Request:
Return the data below word for word, with every line unchanged and in the same order.

Extracted information:
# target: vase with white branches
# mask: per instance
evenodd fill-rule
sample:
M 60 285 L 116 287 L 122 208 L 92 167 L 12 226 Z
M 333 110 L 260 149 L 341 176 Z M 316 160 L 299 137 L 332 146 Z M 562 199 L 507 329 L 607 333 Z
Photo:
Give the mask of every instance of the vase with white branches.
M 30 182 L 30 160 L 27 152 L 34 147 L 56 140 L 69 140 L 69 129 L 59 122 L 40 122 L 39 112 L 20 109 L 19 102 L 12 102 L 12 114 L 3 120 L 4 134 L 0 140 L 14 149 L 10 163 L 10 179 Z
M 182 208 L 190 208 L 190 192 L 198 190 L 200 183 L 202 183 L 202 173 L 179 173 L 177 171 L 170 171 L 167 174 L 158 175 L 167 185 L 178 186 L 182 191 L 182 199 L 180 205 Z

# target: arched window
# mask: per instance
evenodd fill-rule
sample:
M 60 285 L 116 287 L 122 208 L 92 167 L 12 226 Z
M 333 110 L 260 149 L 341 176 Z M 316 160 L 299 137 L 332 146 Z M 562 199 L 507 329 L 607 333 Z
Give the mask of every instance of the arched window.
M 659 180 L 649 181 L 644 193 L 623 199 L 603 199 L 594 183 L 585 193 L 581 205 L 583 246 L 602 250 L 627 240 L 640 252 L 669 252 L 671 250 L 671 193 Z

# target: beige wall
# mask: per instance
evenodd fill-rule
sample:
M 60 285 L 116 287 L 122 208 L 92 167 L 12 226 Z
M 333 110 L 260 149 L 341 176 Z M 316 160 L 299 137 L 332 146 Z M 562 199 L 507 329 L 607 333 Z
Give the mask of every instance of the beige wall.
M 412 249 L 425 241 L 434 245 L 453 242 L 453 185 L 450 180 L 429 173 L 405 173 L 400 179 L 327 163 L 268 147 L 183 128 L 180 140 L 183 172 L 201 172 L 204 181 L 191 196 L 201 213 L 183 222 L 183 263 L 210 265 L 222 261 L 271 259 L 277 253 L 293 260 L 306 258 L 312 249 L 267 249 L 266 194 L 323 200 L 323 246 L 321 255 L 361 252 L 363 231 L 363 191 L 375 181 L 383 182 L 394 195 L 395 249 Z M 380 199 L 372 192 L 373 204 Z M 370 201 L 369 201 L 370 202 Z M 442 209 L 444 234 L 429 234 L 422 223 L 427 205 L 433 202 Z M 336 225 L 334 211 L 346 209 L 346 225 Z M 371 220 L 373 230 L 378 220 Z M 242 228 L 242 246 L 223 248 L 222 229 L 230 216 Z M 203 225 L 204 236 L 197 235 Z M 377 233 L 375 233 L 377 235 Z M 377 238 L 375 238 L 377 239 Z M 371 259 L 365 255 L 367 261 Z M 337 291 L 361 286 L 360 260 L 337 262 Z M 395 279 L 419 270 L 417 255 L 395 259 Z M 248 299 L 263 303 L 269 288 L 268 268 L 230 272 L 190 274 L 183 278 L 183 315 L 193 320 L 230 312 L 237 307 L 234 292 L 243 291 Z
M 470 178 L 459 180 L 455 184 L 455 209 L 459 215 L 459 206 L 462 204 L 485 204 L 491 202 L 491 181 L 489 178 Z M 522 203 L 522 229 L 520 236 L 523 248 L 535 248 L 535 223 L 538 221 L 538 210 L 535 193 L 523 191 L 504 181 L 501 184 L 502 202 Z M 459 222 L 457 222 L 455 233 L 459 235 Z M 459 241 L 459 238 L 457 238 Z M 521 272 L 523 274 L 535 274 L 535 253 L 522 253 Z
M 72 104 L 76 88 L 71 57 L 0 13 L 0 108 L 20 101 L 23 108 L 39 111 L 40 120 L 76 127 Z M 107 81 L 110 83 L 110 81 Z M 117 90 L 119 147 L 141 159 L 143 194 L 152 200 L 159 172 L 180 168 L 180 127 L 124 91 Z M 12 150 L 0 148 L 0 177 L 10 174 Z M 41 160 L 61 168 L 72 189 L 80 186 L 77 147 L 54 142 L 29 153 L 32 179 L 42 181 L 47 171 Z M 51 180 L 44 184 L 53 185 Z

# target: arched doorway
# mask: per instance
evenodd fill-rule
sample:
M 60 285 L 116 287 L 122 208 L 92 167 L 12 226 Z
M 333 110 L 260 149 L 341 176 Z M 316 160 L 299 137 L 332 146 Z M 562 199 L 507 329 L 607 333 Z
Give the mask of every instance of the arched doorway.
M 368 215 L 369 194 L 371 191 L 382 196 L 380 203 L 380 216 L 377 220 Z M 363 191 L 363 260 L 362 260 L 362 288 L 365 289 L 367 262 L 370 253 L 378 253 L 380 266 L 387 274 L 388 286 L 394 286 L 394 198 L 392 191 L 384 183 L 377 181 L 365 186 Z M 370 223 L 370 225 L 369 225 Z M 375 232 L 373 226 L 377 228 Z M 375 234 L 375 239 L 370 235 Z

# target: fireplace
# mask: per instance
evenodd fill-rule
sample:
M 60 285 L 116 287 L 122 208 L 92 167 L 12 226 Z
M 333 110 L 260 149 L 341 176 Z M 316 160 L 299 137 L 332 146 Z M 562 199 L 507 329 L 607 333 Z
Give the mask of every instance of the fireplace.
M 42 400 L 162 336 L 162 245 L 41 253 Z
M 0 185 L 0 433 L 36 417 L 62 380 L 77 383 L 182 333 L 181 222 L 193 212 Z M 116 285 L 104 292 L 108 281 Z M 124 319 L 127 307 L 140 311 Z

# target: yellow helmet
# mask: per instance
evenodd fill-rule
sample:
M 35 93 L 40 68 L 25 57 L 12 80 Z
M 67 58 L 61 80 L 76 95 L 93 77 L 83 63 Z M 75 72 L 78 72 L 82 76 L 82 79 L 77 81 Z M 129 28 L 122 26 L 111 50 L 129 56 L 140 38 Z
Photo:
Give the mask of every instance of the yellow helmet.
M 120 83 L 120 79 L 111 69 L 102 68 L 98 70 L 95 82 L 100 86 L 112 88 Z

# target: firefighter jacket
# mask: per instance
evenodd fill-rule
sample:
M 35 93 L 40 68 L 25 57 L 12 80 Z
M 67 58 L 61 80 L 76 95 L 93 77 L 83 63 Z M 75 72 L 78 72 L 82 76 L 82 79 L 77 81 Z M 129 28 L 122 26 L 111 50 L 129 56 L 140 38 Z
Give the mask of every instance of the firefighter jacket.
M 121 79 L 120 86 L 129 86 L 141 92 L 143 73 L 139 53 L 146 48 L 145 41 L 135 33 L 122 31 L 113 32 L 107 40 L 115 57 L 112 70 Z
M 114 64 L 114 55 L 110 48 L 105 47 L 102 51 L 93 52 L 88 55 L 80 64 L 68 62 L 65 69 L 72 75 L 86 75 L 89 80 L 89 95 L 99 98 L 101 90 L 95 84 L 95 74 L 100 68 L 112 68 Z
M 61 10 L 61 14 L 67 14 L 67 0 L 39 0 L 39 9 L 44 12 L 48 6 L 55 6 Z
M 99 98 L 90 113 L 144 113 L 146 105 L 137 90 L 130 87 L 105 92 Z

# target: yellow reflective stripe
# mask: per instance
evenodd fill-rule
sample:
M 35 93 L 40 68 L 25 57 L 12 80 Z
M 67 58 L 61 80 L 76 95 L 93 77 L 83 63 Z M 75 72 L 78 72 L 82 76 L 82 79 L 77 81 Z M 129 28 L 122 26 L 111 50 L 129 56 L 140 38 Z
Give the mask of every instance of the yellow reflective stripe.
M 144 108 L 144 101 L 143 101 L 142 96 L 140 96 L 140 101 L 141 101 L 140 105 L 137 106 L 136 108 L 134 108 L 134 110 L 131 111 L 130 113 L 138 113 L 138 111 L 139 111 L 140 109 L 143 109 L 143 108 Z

Exercise solution:
# target: vase with white branches
# mask: per instance
evenodd fill-rule
sample:
M 60 285 L 116 287 L 122 208 L 92 167 L 12 226 Z
M 333 110 L 260 149 L 341 176 Z M 316 160 L 299 137 L 332 146 Z M 562 199 L 507 329 L 607 333 Z
Photo:
Give the mask of every instance of the vase with white branches.
M 30 182 L 30 160 L 27 152 L 34 147 L 56 140 L 69 140 L 69 129 L 59 122 L 40 122 L 39 112 L 20 109 L 19 102 L 12 102 L 12 114 L 3 120 L 4 134 L 0 140 L 14 149 L 10 163 L 10 179 Z
M 182 208 L 190 208 L 190 192 L 198 190 L 200 183 L 202 183 L 202 173 L 179 173 L 177 171 L 170 171 L 167 174 L 158 175 L 167 185 L 178 186 L 182 191 L 182 199 L 180 205 Z

# target: arched window
# mask: per instance
evenodd fill-rule
sample:
M 60 285 L 116 287 L 122 208 L 92 167 L 12 226 Z
M 333 110 L 260 149 L 341 176 Z M 316 160 L 299 137 L 332 146 Z M 562 199 L 507 329 L 607 333 Z
Give the mask of every instance of the arched window.
M 659 180 L 649 181 L 644 193 L 623 199 L 603 199 L 594 183 L 585 193 L 581 205 L 583 246 L 602 250 L 627 240 L 640 252 L 669 252 L 671 250 L 671 193 Z

# target: beige wall
# mask: per instance
evenodd fill-rule
sample:
M 60 285 L 116 287 L 122 208 L 92 167 L 12 226 Z
M 333 110 L 260 149 L 341 176 Z M 316 160 L 299 137 L 332 146 Z M 562 199 L 507 329 L 607 333 Z
Give the mask of every instance of the beige wall.
M 412 249 L 425 241 L 434 245 L 453 242 L 453 185 L 450 180 L 429 173 L 405 173 L 400 179 L 327 163 L 268 147 L 183 128 L 180 140 L 183 172 L 201 172 L 204 181 L 191 196 L 201 213 L 183 222 L 183 263 L 210 265 L 222 261 L 271 259 L 277 253 L 293 260 L 306 258 L 312 249 L 267 249 L 266 194 L 323 200 L 323 246 L 321 255 L 361 252 L 363 231 L 363 191 L 375 181 L 383 182 L 394 195 L 395 249 Z M 380 199 L 372 192 L 373 204 Z M 370 201 L 369 201 L 370 202 Z M 442 209 L 444 234 L 429 234 L 422 223 L 427 205 L 433 202 Z M 336 225 L 334 211 L 346 209 L 346 225 Z M 371 220 L 373 230 L 378 220 Z M 242 228 L 242 246 L 223 248 L 222 229 L 230 216 Z M 203 225 L 204 236 L 197 235 Z M 377 233 L 375 233 L 377 235 Z M 377 238 L 375 238 L 377 239 Z M 371 259 L 365 255 L 367 261 Z M 337 291 L 361 286 L 360 260 L 337 262 Z M 395 279 L 419 270 L 417 255 L 395 259 Z M 248 299 L 263 303 L 269 288 L 268 268 L 230 272 L 190 274 L 183 278 L 183 315 L 193 320 L 230 312 L 237 307 L 234 292 L 243 291 Z
M 470 178 L 459 180 L 455 184 L 455 209 L 459 215 L 459 206 L 462 204 L 485 204 L 491 202 L 491 181 L 489 178 Z M 522 203 L 522 229 L 520 236 L 523 248 L 535 248 L 535 223 L 538 221 L 538 210 L 535 193 L 523 191 L 504 181 L 501 184 L 502 202 Z M 459 222 L 457 222 L 455 233 L 459 235 Z M 459 241 L 459 238 L 457 238 Z M 521 272 L 523 274 L 535 274 L 535 253 L 522 253 Z
M 72 104 L 76 88 L 71 57 L 0 13 L 0 108 L 20 101 L 23 108 L 39 111 L 40 120 L 76 127 Z M 107 81 L 110 83 L 110 81 Z M 117 90 L 119 147 L 141 159 L 143 194 L 152 200 L 159 172 L 180 168 L 180 127 L 124 91 Z M 12 150 L 0 148 L 0 177 L 10 174 Z M 41 160 L 61 168 L 72 189 L 80 186 L 77 147 L 54 142 L 29 153 L 32 179 L 42 181 L 47 171 Z M 51 180 L 44 184 L 53 185 Z

# target: arched doorway
# mask: per instance
evenodd fill-rule
sample:
M 60 285 L 116 287 L 122 208 L 92 167 L 12 226 Z
M 333 110 L 260 149 L 341 176 Z M 316 160 L 299 137 L 332 146 Z M 562 199 L 507 329 L 607 333 Z
Give the mask of every instance of the arched doorway.
M 368 215 L 369 194 L 371 191 L 382 196 L 380 203 L 380 216 L 377 220 Z M 363 191 L 363 260 L 362 260 L 362 288 L 365 289 L 367 262 L 370 253 L 378 253 L 380 266 L 387 274 L 388 286 L 394 286 L 394 198 L 392 191 L 384 183 L 377 181 L 365 186 Z M 370 223 L 370 225 L 369 225 Z M 375 232 L 373 226 L 377 228 Z M 375 234 L 375 239 L 370 235 Z

# target: fireplace
# mask: per instance
evenodd fill-rule
sample:
M 60 285 L 116 287 L 122 208 L 92 167 L 12 226 Z
M 333 110 L 260 149 L 341 176 Z M 316 160 L 299 137 L 332 146 Z M 562 199 L 507 329 L 607 333 Z
Give the mask of every instance of the fireplace.
M 42 400 L 162 336 L 162 245 L 41 253 Z
M 0 185 L 0 433 L 36 417 L 62 380 L 77 383 L 182 333 L 181 222 L 193 212 Z M 116 285 L 104 292 L 108 281 Z M 124 319 L 127 307 L 140 311 Z

# target: yellow helmet
# mask: per instance
evenodd fill-rule
sample:
M 35 93 L 40 68 L 25 57 L 12 80 Z
M 67 58 L 61 80 L 76 95 L 93 77 L 83 63 Z M 75 72 L 78 72 L 82 76 L 82 79 L 77 81 Z M 129 28 L 122 26 L 111 50 L 129 56 L 140 38 Z
Photo:
Give the mask of every instance of the yellow helmet.
M 120 83 L 120 79 L 111 69 L 102 68 L 98 70 L 95 82 L 100 86 L 112 88 Z

# target: firefighter jacket
# mask: per instance
evenodd fill-rule
sample:
M 35 93 L 40 68 L 25 57 L 12 80 Z
M 67 58 L 61 80 L 76 95 L 93 77 L 83 63 Z M 75 72 L 78 72 L 82 76 L 82 79 L 77 81 Z M 129 28 L 122 26 L 111 50 L 129 56 L 140 38 Z
Give the mask of every instance of the firefighter jacket.
M 121 79 L 120 86 L 129 86 L 141 92 L 143 73 L 139 53 L 146 48 L 145 41 L 135 33 L 122 31 L 113 32 L 107 40 L 115 57 L 112 70 Z
M 114 64 L 114 55 L 110 48 L 105 47 L 102 51 L 93 52 L 88 55 L 80 64 L 68 62 L 65 69 L 72 75 L 86 75 L 89 80 L 89 95 L 99 98 L 101 90 L 95 84 L 95 74 L 100 68 L 112 68 Z
M 61 10 L 61 14 L 67 14 L 67 0 L 39 0 L 39 9 L 44 12 L 48 6 L 55 6 Z
M 99 98 L 90 113 L 144 113 L 146 105 L 137 90 L 130 87 L 105 92 Z

# target: yellow reflective stripe
# mask: per instance
evenodd fill-rule
sample:
M 35 93 L 40 68 L 25 57 L 12 80 Z
M 67 58 L 61 80 L 76 95 L 93 77 L 83 63 Z M 75 72 L 78 72 L 82 76 L 82 79 L 77 81 Z M 129 28 L 122 26 L 111 50 L 129 56 L 140 38 Z
Give the mask of every instance of the yellow reflective stripe.
M 144 108 L 144 101 L 143 101 L 142 96 L 140 96 L 140 101 L 141 101 L 140 105 L 137 106 L 136 108 L 134 108 L 134 110 L 131 111 L 130 113 L 138 113 L 138 111 L 139 111 L 140 109 L 143 109 L 143 108 Z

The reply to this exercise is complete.